Passage for review:
World Rugby braces for virus impact

By Thomas Airey 04 April 2020, 9:00AM

World Rugby are looking at solutions for the international rugby calendar in a COVID-19 impacted world, including holding November tour fixtures in the Southern Hemisphere.

Traditionally teams from Oceania, Africa and Argentina head to Europe towards the end of the year where they are hosted by the Six Nations countries as well as the likes of Georgia and Spain.

However with the prospect of corresponding tours of the islands, Australia and New Zealand in July being scrapped, the Southern Hemisphere nations are pushing for a revenue-sharing arrangement or tests being hosted by them in November as well.

World Rugby chairman Sir Bill Beaumont told Chris Foy of the Daily Mail that the global body's authority has been clarifying whether the Southern Hemisphere test matches in July can go ahead.

"We are awaiting what governments will say about July, but there will be no decision for at least a month," he said.

Beaumont confirmed that test matches in the Southern Hemisphere in November and a revenue-sharing arrangement are both being looked at, with World Rugby determined to facilitate solutions that benefit not just some, but all unions.

"We are well aware of the financial situation down south, he said."

"The southern unions are looking at the July Tests and the northern unions are looking at the November Tests, but we are all in it together. There is no one who is going to make a lot of money during this time. Everyone is going to suffer.

"I am very confident the unions will work together through this. Northern unions will feel the impact, too. If none of the northern teams could stage November Tests, then the situation would become extremely serious, but there is a spirit globally that we are all in this together."

Rugby Australia have said they are forecasting a loss of over 200 million tala in revenue if professional rugby doesn't return in 2020, while New Zealand Rugby anticipate losing 165 million.

"We don't know what the solutions will be until this all pans out a bit more," Beaumont said.

Material provided:
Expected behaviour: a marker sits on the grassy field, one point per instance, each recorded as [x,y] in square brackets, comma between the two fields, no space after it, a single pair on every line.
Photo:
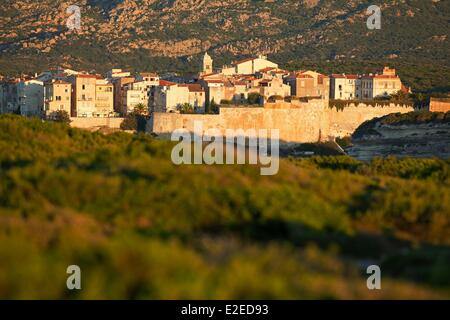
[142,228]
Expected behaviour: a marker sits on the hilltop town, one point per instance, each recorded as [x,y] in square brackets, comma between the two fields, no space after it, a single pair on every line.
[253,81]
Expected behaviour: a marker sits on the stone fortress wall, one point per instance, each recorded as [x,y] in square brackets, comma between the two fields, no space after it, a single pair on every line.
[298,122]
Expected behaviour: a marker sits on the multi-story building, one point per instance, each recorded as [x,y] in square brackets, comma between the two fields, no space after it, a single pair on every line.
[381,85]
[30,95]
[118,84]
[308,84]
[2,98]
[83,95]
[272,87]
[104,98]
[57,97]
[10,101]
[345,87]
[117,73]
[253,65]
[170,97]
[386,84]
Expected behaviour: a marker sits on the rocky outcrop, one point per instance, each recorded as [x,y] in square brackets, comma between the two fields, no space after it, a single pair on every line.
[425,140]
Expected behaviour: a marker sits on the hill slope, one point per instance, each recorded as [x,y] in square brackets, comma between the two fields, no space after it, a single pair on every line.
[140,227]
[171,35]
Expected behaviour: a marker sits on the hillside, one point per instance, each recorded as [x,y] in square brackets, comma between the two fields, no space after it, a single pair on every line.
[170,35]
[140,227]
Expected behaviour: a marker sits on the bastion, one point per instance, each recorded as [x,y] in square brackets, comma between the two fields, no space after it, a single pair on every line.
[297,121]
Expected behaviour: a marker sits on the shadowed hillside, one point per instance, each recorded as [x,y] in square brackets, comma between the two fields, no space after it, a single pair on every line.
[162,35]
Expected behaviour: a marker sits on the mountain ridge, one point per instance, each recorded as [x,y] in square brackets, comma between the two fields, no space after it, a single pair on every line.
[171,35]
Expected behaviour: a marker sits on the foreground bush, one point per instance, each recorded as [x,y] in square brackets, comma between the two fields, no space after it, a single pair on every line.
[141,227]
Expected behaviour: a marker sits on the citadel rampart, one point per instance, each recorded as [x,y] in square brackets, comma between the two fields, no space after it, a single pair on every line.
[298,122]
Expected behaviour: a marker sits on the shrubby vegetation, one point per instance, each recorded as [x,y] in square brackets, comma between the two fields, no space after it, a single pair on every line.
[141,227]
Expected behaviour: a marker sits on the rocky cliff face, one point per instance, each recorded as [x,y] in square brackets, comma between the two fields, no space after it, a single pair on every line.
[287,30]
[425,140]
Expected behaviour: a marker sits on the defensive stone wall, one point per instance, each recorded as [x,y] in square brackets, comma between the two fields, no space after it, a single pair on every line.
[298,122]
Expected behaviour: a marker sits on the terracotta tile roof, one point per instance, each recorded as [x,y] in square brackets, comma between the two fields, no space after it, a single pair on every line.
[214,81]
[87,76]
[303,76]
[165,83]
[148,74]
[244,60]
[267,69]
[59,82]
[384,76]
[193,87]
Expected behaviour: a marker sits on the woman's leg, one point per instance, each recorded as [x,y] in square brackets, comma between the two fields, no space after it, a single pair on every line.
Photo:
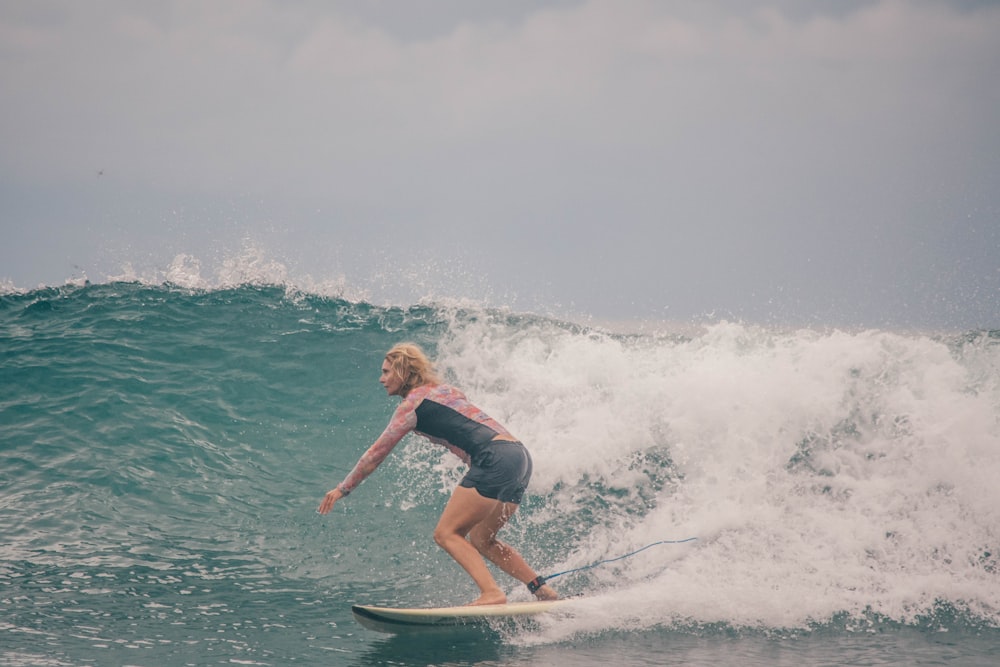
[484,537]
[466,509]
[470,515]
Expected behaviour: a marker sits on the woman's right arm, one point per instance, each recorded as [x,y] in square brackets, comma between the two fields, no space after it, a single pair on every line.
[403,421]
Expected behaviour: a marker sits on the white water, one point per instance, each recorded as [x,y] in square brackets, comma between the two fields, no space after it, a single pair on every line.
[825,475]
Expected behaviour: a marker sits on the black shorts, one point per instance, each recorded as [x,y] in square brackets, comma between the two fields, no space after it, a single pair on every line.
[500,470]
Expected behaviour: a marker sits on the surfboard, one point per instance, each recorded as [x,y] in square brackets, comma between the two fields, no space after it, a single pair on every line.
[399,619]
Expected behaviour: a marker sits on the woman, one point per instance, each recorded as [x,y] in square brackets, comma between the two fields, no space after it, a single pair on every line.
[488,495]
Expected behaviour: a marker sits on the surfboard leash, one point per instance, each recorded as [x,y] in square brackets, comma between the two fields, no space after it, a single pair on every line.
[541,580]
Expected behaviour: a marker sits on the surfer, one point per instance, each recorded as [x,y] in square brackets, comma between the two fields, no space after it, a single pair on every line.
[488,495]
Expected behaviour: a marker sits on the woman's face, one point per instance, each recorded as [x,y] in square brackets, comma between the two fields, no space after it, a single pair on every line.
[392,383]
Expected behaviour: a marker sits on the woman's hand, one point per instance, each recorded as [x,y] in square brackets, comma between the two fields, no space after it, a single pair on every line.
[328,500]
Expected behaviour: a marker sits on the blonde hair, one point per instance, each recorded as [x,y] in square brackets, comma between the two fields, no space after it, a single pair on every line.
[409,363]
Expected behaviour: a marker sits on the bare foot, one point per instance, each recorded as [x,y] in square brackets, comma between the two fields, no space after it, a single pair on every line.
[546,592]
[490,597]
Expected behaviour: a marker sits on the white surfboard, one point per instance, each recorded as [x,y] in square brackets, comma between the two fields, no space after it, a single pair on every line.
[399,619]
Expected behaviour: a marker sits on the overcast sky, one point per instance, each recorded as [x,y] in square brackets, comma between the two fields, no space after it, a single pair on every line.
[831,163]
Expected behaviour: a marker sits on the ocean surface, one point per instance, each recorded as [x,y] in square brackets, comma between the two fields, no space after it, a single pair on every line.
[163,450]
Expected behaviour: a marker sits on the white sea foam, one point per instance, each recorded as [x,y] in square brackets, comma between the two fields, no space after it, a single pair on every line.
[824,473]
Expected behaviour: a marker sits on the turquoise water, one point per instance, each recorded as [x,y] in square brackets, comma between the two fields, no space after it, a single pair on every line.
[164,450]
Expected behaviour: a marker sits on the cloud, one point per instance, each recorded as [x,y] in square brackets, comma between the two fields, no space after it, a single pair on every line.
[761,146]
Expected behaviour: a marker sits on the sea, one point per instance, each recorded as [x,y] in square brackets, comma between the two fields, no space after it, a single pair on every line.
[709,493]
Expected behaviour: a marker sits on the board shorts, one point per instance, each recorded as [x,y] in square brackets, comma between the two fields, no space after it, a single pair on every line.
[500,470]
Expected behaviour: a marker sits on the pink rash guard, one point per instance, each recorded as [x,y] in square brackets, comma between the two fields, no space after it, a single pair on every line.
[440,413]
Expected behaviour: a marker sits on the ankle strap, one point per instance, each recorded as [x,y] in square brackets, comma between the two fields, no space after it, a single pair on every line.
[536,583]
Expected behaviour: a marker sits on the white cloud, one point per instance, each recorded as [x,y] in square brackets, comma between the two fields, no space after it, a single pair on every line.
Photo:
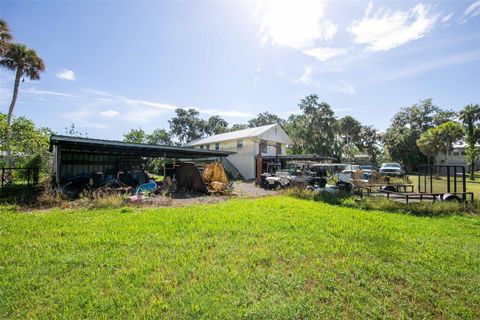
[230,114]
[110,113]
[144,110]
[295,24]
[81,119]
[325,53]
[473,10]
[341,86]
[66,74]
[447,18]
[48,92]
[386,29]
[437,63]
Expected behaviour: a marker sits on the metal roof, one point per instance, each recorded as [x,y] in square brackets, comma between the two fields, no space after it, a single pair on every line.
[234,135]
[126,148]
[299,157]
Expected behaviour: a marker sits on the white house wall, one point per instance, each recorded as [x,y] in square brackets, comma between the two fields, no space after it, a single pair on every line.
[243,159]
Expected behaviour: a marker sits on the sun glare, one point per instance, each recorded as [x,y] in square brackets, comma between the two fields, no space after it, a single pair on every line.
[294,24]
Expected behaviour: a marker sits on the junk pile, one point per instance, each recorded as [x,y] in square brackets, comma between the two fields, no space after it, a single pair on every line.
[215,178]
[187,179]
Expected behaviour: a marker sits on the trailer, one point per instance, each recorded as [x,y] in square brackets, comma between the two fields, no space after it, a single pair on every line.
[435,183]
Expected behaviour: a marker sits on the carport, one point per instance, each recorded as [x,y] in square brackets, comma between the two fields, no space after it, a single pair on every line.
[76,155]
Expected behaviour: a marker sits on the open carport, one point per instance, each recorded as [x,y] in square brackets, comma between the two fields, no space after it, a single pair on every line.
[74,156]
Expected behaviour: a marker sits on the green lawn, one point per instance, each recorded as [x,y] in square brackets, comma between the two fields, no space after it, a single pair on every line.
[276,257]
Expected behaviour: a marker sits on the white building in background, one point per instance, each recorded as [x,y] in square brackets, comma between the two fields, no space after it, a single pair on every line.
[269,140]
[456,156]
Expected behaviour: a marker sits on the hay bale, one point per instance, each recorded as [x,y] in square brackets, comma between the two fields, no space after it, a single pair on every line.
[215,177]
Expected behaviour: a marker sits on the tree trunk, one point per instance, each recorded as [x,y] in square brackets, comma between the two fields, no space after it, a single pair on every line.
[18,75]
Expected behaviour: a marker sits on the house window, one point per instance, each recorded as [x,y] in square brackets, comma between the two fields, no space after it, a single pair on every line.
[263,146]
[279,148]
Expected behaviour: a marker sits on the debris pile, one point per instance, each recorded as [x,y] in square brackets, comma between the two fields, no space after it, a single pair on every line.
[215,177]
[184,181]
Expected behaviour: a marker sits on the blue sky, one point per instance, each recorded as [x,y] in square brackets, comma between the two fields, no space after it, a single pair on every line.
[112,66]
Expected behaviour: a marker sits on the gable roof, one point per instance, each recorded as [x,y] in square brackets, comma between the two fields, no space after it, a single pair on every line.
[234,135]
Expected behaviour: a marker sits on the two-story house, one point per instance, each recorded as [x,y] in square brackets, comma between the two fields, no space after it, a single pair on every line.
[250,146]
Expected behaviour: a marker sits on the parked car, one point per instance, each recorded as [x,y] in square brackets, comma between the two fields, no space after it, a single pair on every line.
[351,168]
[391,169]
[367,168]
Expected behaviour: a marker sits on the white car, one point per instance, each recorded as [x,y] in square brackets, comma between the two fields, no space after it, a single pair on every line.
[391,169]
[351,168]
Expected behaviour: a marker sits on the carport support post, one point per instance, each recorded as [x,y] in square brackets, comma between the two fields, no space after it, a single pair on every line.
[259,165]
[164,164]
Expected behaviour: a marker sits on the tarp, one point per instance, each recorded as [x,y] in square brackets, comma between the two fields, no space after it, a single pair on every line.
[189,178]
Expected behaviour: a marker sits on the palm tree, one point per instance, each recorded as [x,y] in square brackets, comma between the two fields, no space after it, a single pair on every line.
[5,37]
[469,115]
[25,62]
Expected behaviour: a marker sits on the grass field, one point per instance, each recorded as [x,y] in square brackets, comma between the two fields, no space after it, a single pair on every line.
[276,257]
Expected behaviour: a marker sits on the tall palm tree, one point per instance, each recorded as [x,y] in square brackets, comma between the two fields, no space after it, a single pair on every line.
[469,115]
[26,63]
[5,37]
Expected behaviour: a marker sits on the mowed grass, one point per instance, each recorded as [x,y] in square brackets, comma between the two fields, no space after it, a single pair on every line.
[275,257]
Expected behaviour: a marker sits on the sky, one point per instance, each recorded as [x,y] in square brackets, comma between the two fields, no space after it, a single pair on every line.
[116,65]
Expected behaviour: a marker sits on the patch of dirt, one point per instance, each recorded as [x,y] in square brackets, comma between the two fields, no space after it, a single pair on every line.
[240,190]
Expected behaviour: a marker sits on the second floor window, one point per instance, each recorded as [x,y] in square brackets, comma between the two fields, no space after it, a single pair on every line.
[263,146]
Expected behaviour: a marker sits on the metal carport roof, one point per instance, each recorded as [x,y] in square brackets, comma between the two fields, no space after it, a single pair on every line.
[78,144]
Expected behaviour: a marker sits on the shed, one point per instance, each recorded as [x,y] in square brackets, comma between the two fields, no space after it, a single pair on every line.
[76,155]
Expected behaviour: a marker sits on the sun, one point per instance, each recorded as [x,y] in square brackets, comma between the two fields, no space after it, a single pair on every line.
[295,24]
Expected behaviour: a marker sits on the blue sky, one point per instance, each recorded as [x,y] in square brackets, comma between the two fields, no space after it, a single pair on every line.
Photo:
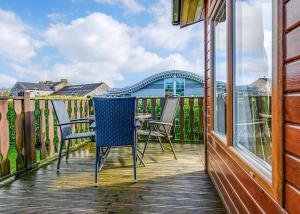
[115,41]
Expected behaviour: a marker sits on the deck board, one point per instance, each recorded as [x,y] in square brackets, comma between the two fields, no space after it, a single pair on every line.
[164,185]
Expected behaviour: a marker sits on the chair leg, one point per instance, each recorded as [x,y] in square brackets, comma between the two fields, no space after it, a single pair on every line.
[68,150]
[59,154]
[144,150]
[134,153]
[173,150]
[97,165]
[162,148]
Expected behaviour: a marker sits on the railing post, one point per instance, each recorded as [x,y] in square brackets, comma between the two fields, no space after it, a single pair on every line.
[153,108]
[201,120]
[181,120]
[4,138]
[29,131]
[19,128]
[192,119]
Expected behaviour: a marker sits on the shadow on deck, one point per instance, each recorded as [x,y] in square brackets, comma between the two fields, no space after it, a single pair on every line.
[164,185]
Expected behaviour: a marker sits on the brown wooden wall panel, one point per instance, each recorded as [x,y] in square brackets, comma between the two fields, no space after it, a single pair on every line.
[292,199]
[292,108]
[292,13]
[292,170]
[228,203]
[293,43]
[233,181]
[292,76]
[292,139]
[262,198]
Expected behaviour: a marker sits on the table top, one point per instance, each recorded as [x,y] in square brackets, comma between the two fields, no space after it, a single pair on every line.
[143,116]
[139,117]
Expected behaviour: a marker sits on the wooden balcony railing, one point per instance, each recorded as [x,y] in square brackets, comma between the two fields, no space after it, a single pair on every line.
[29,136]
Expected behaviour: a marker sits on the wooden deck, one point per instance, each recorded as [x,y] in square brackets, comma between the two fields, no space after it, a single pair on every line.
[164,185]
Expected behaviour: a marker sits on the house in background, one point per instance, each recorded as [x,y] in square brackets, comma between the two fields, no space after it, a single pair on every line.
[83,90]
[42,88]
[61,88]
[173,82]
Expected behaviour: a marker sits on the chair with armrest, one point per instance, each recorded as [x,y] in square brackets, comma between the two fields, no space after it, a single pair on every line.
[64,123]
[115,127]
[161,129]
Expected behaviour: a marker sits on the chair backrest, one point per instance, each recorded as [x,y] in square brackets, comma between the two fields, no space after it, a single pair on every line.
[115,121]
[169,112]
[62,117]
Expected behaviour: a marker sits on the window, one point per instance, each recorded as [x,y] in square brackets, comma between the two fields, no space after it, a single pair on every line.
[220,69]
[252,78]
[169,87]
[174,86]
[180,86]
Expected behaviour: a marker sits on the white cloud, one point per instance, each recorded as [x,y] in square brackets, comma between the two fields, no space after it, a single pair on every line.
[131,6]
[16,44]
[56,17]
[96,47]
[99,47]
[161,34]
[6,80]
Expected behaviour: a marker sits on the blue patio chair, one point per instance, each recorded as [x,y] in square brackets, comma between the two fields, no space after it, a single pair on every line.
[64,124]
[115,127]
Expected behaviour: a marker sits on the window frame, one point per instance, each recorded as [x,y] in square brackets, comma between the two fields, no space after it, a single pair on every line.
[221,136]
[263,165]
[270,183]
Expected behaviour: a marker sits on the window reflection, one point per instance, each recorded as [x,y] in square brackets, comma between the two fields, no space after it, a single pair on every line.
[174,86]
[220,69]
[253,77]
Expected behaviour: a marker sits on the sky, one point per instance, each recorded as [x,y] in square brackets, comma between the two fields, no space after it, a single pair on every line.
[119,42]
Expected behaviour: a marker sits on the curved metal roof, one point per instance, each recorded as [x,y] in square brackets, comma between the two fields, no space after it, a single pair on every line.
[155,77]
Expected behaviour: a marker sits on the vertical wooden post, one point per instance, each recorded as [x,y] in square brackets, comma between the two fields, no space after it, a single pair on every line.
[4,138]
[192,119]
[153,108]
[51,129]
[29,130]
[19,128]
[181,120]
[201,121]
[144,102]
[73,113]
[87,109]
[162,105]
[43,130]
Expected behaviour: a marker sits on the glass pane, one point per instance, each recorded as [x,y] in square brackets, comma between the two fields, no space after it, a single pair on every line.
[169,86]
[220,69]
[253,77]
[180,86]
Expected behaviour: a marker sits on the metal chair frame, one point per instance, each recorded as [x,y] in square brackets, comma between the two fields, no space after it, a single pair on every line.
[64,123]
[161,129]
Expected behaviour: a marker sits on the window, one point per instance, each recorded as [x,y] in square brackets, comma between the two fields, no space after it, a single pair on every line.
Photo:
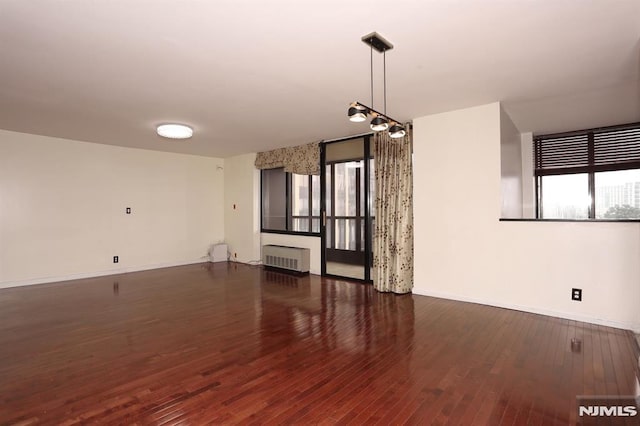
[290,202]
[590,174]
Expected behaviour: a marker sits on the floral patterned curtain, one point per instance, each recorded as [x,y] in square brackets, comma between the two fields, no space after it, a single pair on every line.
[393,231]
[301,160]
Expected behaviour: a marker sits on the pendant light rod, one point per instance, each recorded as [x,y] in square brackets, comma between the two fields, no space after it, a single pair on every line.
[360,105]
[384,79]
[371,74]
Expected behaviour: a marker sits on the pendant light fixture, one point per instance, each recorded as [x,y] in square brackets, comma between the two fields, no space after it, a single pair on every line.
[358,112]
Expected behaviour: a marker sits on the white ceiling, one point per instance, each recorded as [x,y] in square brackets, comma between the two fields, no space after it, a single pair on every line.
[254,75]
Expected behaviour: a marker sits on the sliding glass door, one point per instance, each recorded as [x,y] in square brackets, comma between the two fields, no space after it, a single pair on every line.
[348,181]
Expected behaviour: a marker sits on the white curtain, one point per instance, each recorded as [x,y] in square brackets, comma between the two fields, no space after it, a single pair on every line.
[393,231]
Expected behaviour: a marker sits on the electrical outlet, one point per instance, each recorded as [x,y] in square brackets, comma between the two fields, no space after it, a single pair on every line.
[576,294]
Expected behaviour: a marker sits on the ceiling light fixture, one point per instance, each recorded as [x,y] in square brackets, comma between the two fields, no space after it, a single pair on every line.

Exercises to complete:
(a) In the article on World Rugby and the virus, begin at the words "By Thomas Airey" and stop after "can go ahead.", writing that part out again with "November" switched to "December".
(b) Resume the article on World Rugby bracing for the virus's impact, picking up after its final sentence.

Task responses:
(a)
By Thomas Airey 04 April 2020, 9:00AM

World Rugby are looking at solutions for the international rugby calendar in a COVID-19 impacted world, including holding December tour fixtures in the Southern Hemisphere.

Traditionally teams from Oceania, Africa and Argentina head to Europe towards the end of the year where they are hosted by the Six Nations countries as well as the likes of Georgia and Spain.

However with the prospect of corresponding tours of the islands, Australia and New Zealand in July being scrapped, the Southern Hemisphere nations are pushing for a revenue-sharing arrangement or tests being hosted by them in December as well.

World Rugby chairman Sir Bill Beaumont told Chris Foy of the Daily Mail that the global body's authority has been clarifying whether the Southern Hemisphere test matches in July can go ahead.

(b)
"I cannot say that, right now, we have a solution for this. Unions will want to resume matches, but clubs will want to resume their seasons, too."

USA Rugby's board decided the union will file for bankruptcy this week.

World Rugby are asking every union to present best and worst-case scenarios to the global body, so that they can give out loans to help them remain solvent until rugby can be played again.

The Daily Mail understands World Rugby will borrow money against their own cash reserves of between 500 and 700 million tala to do so.

"We have been very prudent over the years, so we have funds, but we don't have enough funds to bail everyone out," Beaumont told Foy.

"The World Cup in Japan made a profit which was very similar to what it was in 2015. It was a great success commercially. If this happened now and there hadn't been a World Cup last year, we would all be staring down the barrel.

"So we are lucky in that respect, but there is only so much in the pot. We are not like the I.O.C. (International Olympic Committee), who are sitting on enormous reserves."

The World Rugby boss called on governments around the world to help out their country's rugby unions as well.

"I'd like to think that any union in a real plight could approach their government for help, because they are the national brand of their sport," he said.